Instructions =>
1. Reproduce the passage of the text on the childcare vaccination rule between "And Rep. Jennifer" and "of the rule.", inclusive.
2. Write the next part of the report on the legislative committee's debate over the childcare vaccination rule, picking up after its final sentence.

Provided text =>
=== Section Start ===

Republicans on the committee voiced concerns over the rule’s administrative factors and vague definitions.
“I think this is one more thing that does move the needle to more complicated … For instance … home care would have to have more complicated response policies and procedures, and it sounds like grandma would have a lot more paperwork,” said Rep. Dennis Lenz, R-Billings, referencing childcare centers that operate out of a person’s home.
And Rep. Jennifer Carlson, R-Manhattan, voiced concerns over the rule’s terminology.
“There are also terms in this rule package that are not defined in law, and they are not even defined in the rule,” she said.
At the same time, Rep. Ed Stafman, D-Bozeman and chair of the committee, took issue with the substance of the rule that would make it easier for children to get out of required vaccinations, citing the return of polio and measles in parts of the country.
“This religious exemption, which has essentially no accountability, so that anybody could say my religion is ‘I don’t like vaccines,’ and then exempt their kids,” he said. ” … This whole process is just a way for people to avoid vaccines and create public health problems.”
Carlson made a point to mention that her objections were not tied to the religious exemptions aspects of the rule.
“I hope that someday in this country … we can get to the point where we don’t believe it’s our job to adjudicate someone else’s religious belief,” she said.

=== Section End ===

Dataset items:
=== Section Start ===

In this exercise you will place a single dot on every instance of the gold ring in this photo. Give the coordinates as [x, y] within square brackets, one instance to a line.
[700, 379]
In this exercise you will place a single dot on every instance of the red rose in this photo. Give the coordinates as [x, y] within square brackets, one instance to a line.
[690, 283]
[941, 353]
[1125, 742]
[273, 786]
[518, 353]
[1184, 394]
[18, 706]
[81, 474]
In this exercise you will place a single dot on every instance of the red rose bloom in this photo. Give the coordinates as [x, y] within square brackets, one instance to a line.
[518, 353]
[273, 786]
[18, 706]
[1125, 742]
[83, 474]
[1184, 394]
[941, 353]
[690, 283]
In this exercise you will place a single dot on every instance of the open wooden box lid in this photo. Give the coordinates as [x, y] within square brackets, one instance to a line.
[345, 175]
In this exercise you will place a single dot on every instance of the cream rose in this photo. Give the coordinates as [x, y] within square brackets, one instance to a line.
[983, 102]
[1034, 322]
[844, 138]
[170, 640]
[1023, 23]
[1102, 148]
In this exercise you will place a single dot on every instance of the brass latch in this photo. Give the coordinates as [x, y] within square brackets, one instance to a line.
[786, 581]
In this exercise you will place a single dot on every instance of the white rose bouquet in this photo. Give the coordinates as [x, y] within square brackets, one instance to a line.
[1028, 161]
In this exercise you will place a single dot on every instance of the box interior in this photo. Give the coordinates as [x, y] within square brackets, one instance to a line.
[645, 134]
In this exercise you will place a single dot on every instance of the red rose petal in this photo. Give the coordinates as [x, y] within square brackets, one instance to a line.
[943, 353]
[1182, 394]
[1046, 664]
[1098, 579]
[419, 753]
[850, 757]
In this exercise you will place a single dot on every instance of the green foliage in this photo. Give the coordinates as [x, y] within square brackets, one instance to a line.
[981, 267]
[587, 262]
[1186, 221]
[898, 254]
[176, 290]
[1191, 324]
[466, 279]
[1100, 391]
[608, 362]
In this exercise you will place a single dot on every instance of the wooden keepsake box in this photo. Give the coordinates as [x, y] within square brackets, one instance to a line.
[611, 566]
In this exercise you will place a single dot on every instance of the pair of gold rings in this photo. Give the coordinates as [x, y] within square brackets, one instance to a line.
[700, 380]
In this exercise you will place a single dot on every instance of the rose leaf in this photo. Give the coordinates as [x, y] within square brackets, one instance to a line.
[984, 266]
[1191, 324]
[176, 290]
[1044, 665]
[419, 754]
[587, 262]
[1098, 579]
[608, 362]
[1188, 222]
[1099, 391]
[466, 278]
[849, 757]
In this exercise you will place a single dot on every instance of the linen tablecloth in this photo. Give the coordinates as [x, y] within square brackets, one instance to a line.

=== Section End ===

Outputs for the tasks =>
1.
And Rep. Jennifer Carlson, R-Manhattan, voiced concerns over the rule’s terminology.
“There are also terms in this rule package that are not defined in law, and they are not even defined in the rule,” she said.
At the same time, Rep. Ed Stafman, D-Bozeman and chair of the committee, took issue with the substance of the rule that would make it easier for children to get out of required vaccinations, citing the return of polio and measles in parts of the country.
“This religious exemption, which has essentially no accountability, so that anybody could say my religion is ‘I don’t like vaccines,’ and then exempt their kids,” he said. ” … This whole process is just a way for people to avoid vaccines and create public health problems.”
Carlson made a point to mention that her objections were not tied to the religious exemptions aspects of the rule.

2.
One day prior to the committee’s informal objection, the Department of Public Health and Human Services heard public comment on the rule. In the hearing, the department said the new rule was necessary to bring childcare centers into compliance with Senate Bill 215, or the Religious Freedom Restoration Act passed last legislative session, and House Bill 702, which prohibited discrimination based on vaccination status. The department also said the relaxed regulations that come with the rule would help ease staffing burdens currently impacting childcare centers.
At that meeting, medical professionals showed up to object to the new rule, saying it would compromise vulnerable children to deadly viruses and make it harder for the state to prevent outbreaks of diseases like polio and measles.
In a statement, DPHHS said it was “disappointed” with the committee’s informal objection.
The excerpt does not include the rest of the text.